→ EXERCISE DETAILS: Retype exactly the span of lines below from the one with "Q: Tag one point on each instance of the spoonful" through the one with "Q: Tag one point on each instance of the hen's eye". Do not include pictures.

→ SUPPLIED DATA:
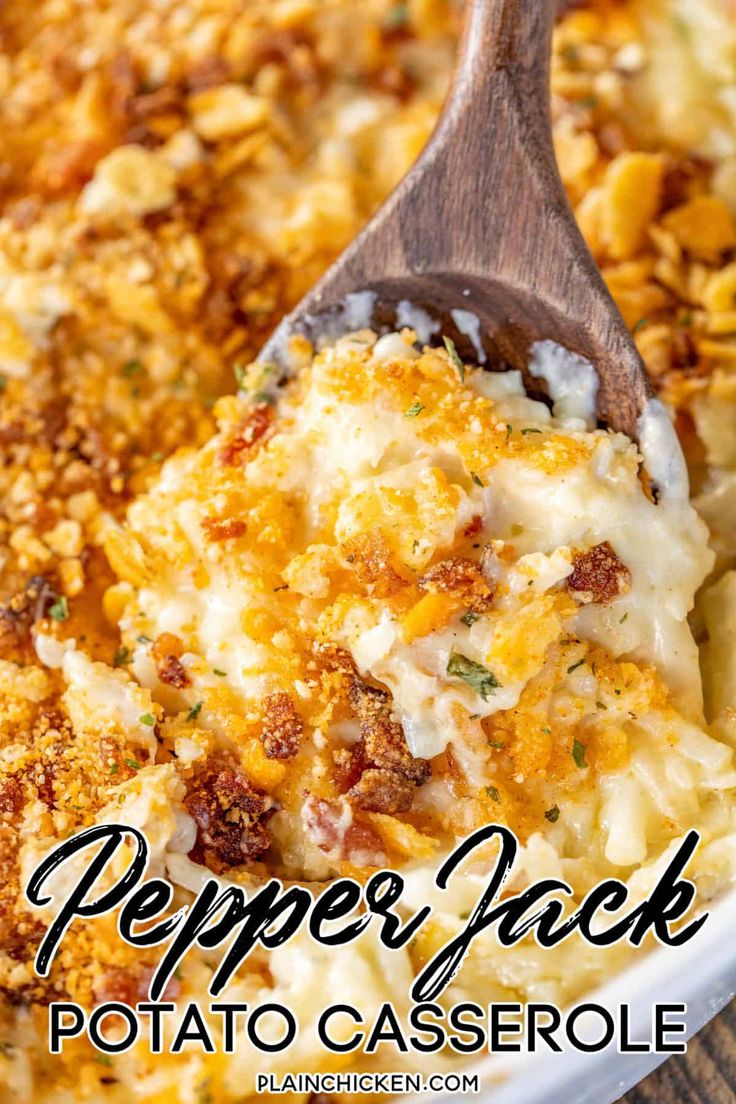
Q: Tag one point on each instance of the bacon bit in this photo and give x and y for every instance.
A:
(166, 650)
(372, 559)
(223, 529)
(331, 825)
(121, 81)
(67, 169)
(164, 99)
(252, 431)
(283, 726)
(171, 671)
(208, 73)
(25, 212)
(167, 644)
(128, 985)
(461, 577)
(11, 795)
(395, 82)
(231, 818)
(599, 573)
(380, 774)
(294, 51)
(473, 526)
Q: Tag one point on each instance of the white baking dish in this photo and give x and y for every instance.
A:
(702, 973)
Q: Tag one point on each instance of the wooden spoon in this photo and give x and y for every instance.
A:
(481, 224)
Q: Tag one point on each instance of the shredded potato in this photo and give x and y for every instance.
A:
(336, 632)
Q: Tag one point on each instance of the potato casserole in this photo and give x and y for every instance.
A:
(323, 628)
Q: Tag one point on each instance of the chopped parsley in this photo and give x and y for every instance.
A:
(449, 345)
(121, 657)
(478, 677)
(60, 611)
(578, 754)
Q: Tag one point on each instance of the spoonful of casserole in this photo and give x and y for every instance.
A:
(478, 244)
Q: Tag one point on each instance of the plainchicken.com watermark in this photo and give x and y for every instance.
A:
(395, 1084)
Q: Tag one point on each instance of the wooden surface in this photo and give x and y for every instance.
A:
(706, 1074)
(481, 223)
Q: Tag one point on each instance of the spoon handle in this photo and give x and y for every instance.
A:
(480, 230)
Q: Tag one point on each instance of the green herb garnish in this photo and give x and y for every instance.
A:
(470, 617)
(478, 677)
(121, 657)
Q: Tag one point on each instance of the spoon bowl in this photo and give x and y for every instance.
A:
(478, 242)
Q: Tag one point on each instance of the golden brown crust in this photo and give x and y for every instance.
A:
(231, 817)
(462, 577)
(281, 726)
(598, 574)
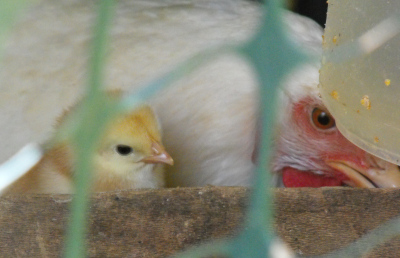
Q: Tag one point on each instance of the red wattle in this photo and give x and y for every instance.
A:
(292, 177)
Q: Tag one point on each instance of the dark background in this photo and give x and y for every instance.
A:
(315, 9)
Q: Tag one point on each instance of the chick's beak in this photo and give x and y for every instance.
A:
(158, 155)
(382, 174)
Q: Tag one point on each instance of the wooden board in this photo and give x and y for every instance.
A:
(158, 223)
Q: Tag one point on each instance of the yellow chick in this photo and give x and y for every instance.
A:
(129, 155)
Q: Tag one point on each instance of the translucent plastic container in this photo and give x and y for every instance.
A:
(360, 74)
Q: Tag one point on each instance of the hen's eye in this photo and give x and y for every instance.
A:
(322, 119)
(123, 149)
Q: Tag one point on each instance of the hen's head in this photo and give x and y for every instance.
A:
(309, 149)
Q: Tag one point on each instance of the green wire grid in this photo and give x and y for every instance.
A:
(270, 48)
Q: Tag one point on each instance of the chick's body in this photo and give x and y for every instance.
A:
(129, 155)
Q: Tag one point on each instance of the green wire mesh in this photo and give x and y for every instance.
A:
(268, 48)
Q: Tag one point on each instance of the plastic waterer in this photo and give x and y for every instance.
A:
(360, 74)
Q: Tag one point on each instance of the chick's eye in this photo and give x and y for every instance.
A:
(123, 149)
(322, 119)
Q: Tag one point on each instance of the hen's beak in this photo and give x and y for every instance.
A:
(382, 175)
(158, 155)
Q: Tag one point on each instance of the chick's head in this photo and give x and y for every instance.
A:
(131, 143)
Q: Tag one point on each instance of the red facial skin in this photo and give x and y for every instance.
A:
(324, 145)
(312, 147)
* * *
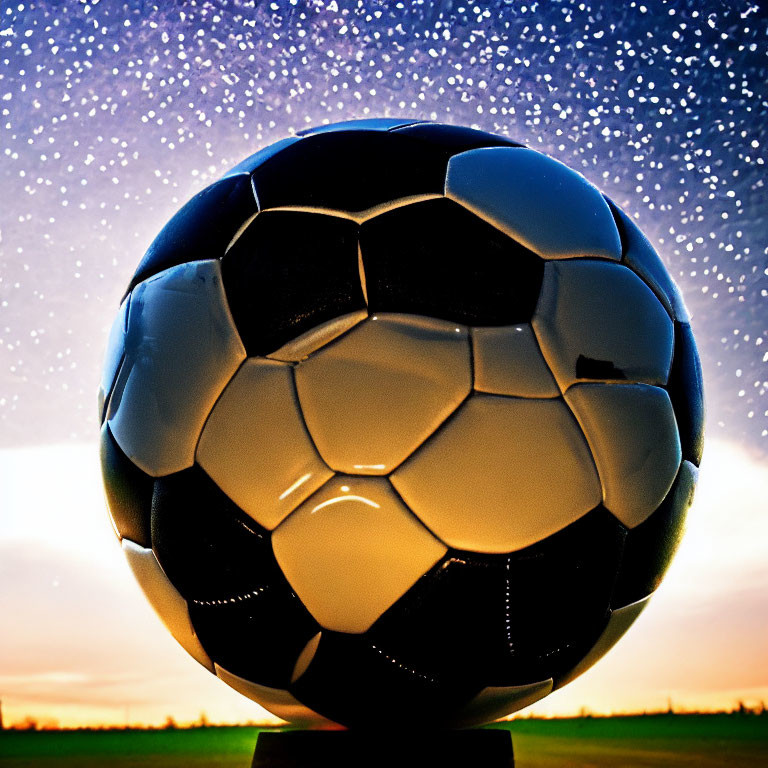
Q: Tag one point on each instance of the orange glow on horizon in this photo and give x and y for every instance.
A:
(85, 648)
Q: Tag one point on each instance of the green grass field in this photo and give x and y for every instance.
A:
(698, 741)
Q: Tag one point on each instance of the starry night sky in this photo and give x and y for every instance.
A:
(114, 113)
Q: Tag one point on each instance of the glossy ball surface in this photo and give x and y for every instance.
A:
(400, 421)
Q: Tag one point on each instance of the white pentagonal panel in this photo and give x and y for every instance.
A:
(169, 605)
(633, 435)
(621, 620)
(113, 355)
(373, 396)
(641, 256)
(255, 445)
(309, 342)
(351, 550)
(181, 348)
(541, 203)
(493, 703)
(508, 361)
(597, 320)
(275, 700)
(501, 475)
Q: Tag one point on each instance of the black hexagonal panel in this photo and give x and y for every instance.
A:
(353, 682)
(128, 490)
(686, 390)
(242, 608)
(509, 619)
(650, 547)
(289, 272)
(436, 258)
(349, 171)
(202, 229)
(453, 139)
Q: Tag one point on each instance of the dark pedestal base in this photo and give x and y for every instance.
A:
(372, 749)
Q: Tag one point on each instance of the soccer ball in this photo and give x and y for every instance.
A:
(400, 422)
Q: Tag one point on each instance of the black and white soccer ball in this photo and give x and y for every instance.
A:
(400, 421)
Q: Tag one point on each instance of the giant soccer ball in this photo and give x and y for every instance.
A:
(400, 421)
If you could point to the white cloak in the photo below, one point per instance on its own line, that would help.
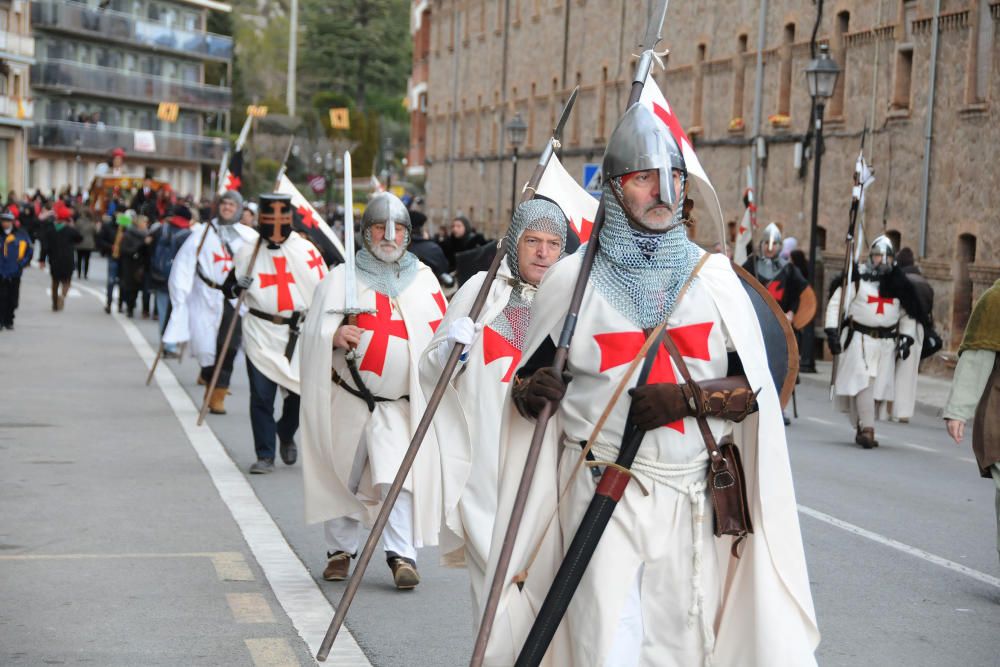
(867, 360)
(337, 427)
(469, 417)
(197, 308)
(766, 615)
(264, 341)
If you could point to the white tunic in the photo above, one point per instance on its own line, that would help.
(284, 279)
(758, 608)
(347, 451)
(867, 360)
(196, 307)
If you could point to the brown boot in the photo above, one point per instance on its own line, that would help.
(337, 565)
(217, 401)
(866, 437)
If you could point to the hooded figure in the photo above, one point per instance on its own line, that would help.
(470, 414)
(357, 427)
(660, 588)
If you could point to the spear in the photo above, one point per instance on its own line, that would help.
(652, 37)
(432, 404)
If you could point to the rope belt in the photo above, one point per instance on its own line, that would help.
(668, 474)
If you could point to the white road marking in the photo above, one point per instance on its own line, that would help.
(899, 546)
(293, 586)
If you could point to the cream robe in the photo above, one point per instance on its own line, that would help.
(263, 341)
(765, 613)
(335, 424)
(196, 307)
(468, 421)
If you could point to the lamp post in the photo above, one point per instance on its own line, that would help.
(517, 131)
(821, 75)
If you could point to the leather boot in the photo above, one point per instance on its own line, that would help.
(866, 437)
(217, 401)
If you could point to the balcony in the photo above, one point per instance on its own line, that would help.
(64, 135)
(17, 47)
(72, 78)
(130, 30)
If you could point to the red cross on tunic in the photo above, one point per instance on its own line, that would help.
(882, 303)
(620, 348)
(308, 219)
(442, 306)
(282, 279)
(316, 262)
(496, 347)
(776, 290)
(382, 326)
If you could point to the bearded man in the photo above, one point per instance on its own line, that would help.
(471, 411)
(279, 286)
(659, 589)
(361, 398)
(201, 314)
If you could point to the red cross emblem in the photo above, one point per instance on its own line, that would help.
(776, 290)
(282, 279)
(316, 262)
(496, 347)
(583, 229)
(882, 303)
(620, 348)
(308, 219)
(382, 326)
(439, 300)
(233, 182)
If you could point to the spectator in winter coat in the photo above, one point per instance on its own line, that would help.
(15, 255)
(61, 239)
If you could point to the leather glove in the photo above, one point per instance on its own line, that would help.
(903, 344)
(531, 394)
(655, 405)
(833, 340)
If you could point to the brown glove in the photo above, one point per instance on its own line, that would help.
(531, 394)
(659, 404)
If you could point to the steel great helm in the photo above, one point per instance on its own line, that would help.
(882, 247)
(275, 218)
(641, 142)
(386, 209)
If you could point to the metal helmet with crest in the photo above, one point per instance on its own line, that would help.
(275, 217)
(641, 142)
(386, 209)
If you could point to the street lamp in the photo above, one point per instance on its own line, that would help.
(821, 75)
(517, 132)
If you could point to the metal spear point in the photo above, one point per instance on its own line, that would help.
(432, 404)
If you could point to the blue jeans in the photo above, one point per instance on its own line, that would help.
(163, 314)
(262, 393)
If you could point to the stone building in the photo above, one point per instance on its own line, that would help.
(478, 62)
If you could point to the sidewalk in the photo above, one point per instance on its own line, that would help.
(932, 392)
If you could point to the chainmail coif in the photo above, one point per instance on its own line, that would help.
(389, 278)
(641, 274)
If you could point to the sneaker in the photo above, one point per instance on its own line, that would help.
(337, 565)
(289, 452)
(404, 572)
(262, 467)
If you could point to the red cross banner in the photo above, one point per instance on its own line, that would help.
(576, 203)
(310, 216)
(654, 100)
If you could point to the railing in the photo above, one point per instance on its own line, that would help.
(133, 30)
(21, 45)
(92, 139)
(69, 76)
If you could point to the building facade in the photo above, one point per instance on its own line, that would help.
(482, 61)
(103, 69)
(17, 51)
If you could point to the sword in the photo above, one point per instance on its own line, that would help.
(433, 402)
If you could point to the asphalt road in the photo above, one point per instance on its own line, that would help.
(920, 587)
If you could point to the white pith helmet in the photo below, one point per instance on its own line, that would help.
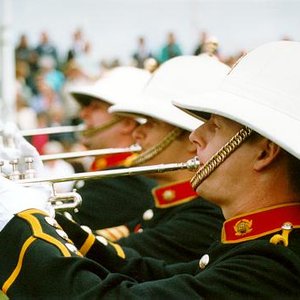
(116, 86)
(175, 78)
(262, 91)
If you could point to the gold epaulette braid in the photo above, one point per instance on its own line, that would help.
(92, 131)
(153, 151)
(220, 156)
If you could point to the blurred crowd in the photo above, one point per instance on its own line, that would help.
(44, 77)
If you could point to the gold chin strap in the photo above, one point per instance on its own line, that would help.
==
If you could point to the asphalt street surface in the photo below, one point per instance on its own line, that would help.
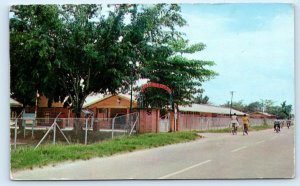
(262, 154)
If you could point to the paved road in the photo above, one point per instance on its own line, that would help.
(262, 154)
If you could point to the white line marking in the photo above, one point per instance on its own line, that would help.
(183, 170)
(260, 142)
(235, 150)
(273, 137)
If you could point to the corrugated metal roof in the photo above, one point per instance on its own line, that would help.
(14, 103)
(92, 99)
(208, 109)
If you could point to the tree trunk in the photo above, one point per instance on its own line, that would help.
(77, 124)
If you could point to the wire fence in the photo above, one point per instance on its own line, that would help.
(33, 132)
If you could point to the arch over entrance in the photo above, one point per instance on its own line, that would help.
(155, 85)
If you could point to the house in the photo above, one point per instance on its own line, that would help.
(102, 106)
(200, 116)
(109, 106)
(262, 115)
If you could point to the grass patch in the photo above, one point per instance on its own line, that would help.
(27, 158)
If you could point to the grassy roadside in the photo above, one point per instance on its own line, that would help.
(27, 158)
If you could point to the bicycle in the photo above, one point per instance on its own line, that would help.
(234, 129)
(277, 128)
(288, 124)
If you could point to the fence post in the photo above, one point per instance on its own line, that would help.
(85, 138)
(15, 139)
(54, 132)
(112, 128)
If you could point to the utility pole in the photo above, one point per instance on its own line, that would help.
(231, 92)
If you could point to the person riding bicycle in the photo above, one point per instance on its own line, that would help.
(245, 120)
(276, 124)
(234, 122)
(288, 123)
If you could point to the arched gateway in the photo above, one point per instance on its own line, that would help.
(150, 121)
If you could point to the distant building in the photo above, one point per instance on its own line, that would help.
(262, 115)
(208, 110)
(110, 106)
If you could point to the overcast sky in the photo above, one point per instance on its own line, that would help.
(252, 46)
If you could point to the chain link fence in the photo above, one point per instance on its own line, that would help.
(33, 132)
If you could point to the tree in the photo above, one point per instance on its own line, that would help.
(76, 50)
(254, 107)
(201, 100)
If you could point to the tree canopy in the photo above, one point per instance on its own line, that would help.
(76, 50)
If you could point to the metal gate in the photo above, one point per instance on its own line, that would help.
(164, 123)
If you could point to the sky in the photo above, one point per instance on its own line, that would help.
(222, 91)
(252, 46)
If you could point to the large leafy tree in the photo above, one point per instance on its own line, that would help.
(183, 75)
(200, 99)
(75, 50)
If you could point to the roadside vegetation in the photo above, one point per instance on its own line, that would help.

→ SOLUTION:
Q: Tag one point on each instance of the spoonful of casserole in this photo and give x and y for every instance.
A:
(478, 244)
Q: Tag one point on each instance of the plainchicken.com watermark in this photo and give x and y for every instance.
A:
(395, 1084)
Q: Tag one point on each instance of the wooden surface in this photo and give x and y for every instance.
A:
(706, 1074)
(481, 223)
Q: Tag one point on each instance of the spoon handle in this photo and give x and y for every instance.
A:
(480, 230)
Q: Tag one point on each instance of the green herb garnish in this photo and give x and y for every instance.
A:
(470, 617)
(478, 677)
(121, 657)
Q: Tag one point on each instance of the spoon bowl in this photo and give x and y for every instance.
A:
(478, 242)
Q: Tag one point on each instance of the golden brown crust in this photo and give x and y for every instance.
A:
(231, 817)
(462, 577)
(281, 726)
(598, 574)
Q: Tag one point on each instance of the red wattle in this photo and give x and y for every instance.
A:
(292, 177)
Q: Tag one point on each instance of the dark background in this photo and give x and y for every instance.
A:
(315, 9)
Q: Tag one point on each instance of the chick's beak in this photo and give x and y for every instance.
A:
(158, 155)
(382, 174)
Q: Tag one point on each instance of the wooden board in this photo and give x and y for every instance.
A:
(158, 223)
Q: Tag one point on each instance of the yellow chick in this photo and give x and y for every instance.
A:
(129, 155)
Q: Tag one point on each instance of the translucent plastic container in this photo and give x and y for every instance.
A:
(360, 74)
Q: Tag one point on each instance of the hen's eye in this photo and give x and y for every instance.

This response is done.